TRECHO APRESENTADO ->
-- -- --
Em ciência, o princípio da mediocridade é a noção de que não há nada de raro em eventos que costumamos reconhecer como únicos ou parte de alguma sorte de milagre. Copérnico tirou a Terra do centro do sistema solar, a Teoria da relatividade tirou o Sol e Via Láctea do centro de qualquer coisa. A Terra é só mais um planeta, orbitando só mais uma estrela em só mais uma das incontáveis galáxias existentes no universo. Continuando com o dilúvio de números, sabemos aproximadamente que a Terra exista há 4,5 bilhões de anos e que a vida tenha surgido há 3,5 bilhões de anos. A vida então, talvez surja onde possível, assim que possível. No entanto, nós damos valor tão somente ao que se desdobra na fina folha envolvendo a bola de basquete. Talvez porque essa sensação de perspectiva seja apenas passageira, quiçá o suficiente para ganhar um pouco de atenção enquanto reproduzimos essas informações com números já embaralhados quicando em memórias impermanentes. Talvez dure tão pouco porque é através dessa folha de papel que nossos olhos se cruzam, é aqui que nossas mãos se sujam, é ela que fica translúcida quando limpo minha boca-coxinha-de-padaria.

Esse tema foi abordado de forma muito mais profunda, elegante e surpreendentemente poética por Carl Sagan, astrônomo e astrobiólogo pioneiro, em seu livro The pale blue dot (Sagan, 1996). Nesse livro, inspirado por uma foto tirada a bilhões de quilômetros mostrando a Terra como um pixel perdido na vastidão do espaço, Sagan afirma: “Desse ponto de vista distante, a Terra pode não parecer de qualquer interesse particular. Mas para nós, é diferente. Olhe novamente para o ponto. Isso é aqui. É a nossa casa. Isso somos nós. Nele todos os que você ama, todos que você conhece, todos de quem você já ouviu falar, todo ser humano que já existiu, viveram suas vidas. O agregado da nossa alegria e sofrimento, milhares de religiões confiantes, ideologias e doutrinas econômicas, todos os caçadores e coletores, heróis e covardes, criadores e destruidores da civilização, cada rei e camponês, cada jovem casal apaixonado, cada mãe e pai, criança esperançosa, inventor e explorador, cada professor de morais, cada político corrupto, cada “superstar”, cada “líder supremo”, cada santo e pecador na história da nossa espécie viveu ali – em um grão de poeira suspenso num raio de sol. (…) Nossas atitudes, nossa imaginada autoimportância, a ilusão de que temos uma posição privilegiada no universo, são desafiadas por este pálido ponto de luz.”

Todas essas observações, comparações, não trazem o preço de uma lição de moral, quanto menos a constatação de algum fato. No máximo, a lembrança de que na maioria das vezes somos incapazes de pensar além dos nossos 50 m² alugados a preços inflacionados.

 

BIBLIOGRAFIA

DAVIES, P. C. W. et al. Signatures of a Shadow Biosphere. Astrobiology [S.I.], v. 9, n. 2, p. 241-249, Mar 2009.

RIESENFELD, C. S. et al. METAGENOMICS: Genomic Analysis of Microbial Communities. Annual Review of Genetics [S.I.], v. 38, n. 1, p. 525-552,  2004.

SAGAN, C. Pálido ponto azul. Tradução de EICHENBERG, R. São Paulo: Companhia das letras, 1996.
-- -- --
TAREFA PROPOSTA -> De acordo com o trecho apresentado, há quanto tempo a vida teria surgido na Terra?
-- -- --
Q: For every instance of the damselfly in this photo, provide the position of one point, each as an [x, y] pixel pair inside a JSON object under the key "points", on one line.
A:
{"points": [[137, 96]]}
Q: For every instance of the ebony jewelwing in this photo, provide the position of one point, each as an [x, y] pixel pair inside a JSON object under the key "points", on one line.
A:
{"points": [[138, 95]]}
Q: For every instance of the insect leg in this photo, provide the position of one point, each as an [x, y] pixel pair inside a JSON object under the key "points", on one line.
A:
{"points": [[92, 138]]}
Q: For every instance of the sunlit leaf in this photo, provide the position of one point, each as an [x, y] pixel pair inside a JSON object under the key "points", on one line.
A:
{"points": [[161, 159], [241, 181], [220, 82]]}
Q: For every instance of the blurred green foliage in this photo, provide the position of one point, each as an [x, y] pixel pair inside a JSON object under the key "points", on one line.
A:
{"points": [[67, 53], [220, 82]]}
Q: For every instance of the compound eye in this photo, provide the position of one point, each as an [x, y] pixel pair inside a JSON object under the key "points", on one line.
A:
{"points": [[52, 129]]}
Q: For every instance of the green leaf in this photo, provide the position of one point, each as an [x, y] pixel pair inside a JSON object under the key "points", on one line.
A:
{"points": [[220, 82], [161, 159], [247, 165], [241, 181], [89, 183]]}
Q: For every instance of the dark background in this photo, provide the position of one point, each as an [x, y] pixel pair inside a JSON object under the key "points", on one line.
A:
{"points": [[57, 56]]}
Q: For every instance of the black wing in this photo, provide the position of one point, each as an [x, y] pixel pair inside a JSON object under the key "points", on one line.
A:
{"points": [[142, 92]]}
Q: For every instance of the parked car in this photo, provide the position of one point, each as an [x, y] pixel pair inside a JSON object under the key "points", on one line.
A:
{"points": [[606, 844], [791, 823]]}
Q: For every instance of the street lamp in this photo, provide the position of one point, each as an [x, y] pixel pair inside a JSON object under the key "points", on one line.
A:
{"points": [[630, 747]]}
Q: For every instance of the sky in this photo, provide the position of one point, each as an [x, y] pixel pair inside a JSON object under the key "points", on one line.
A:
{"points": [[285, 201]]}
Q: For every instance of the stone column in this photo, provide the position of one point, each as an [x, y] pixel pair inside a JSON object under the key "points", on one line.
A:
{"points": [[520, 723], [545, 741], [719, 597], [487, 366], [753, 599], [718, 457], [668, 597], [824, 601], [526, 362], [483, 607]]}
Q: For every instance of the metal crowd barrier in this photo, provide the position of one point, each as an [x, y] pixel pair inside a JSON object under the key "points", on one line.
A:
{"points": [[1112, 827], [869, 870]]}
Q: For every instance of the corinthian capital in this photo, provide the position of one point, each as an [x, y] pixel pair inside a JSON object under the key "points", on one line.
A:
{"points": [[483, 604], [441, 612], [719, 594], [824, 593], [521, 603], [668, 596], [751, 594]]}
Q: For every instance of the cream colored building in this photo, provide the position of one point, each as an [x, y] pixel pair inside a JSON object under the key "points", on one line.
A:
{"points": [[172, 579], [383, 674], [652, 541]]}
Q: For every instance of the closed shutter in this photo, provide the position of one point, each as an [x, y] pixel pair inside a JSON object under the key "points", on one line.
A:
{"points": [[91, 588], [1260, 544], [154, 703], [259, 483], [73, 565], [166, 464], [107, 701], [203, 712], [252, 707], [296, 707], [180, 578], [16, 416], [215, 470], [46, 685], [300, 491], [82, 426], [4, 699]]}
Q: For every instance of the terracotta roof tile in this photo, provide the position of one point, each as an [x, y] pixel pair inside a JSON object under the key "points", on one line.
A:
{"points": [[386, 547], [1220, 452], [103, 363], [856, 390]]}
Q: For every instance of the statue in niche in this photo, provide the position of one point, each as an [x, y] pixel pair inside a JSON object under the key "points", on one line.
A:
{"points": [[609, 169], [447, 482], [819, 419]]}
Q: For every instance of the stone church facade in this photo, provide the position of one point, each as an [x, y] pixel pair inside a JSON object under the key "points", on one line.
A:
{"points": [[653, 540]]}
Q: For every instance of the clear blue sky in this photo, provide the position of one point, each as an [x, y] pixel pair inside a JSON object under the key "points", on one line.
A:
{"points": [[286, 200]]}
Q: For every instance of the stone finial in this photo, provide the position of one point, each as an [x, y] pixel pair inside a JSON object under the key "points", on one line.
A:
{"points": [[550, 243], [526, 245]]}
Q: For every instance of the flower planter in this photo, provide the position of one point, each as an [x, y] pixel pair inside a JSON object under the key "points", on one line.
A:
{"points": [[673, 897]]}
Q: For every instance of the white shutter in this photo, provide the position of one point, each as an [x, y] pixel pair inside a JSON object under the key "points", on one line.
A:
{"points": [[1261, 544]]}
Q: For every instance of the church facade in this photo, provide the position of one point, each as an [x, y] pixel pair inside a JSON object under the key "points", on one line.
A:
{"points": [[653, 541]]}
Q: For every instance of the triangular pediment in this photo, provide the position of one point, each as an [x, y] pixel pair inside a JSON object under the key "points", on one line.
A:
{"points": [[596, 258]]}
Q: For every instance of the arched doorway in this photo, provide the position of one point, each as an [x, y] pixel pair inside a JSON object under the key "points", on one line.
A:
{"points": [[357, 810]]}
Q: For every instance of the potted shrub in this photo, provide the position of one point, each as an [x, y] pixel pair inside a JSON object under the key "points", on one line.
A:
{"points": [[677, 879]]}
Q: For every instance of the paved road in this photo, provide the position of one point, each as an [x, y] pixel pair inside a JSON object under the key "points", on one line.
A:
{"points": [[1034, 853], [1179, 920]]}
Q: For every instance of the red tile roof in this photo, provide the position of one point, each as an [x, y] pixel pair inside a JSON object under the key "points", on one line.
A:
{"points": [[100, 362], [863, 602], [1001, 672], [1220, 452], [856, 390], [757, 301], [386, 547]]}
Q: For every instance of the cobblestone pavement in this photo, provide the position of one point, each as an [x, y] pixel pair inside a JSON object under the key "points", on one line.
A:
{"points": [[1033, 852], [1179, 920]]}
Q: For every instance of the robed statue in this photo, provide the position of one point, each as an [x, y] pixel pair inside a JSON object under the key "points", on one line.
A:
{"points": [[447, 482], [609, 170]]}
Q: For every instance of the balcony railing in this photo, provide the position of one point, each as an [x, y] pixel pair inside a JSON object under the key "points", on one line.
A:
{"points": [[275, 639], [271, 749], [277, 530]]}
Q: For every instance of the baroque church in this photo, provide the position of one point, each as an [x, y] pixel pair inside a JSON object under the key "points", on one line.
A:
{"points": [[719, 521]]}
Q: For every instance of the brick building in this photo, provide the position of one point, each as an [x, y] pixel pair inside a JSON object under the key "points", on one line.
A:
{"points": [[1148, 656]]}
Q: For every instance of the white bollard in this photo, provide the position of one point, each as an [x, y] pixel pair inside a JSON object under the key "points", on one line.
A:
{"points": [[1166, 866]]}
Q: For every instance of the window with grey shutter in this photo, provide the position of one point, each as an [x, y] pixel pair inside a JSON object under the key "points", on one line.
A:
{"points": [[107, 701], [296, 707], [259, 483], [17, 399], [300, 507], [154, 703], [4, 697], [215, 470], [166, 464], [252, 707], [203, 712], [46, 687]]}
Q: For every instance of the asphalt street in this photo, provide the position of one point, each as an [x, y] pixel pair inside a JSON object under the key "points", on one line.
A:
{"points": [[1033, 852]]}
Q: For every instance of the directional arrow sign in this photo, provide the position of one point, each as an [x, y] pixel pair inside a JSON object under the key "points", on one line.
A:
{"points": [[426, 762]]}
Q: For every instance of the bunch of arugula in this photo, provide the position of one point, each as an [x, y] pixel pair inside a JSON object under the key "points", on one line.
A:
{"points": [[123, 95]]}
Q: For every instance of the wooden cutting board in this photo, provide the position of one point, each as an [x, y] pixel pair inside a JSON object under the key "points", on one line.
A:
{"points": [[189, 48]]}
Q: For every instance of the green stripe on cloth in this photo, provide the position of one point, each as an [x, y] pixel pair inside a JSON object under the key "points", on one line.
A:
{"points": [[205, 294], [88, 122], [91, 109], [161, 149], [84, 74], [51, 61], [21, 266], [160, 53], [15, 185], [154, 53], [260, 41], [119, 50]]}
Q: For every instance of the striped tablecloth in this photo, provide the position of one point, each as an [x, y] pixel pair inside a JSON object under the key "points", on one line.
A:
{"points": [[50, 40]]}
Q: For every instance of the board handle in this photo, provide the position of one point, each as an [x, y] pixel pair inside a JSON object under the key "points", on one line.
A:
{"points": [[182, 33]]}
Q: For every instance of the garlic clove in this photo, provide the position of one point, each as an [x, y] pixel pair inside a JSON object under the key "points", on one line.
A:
-- -- --
RESOLUÇÃO DO PROBLEMA -> Há aproximadamente 3,5 bilhões de anos.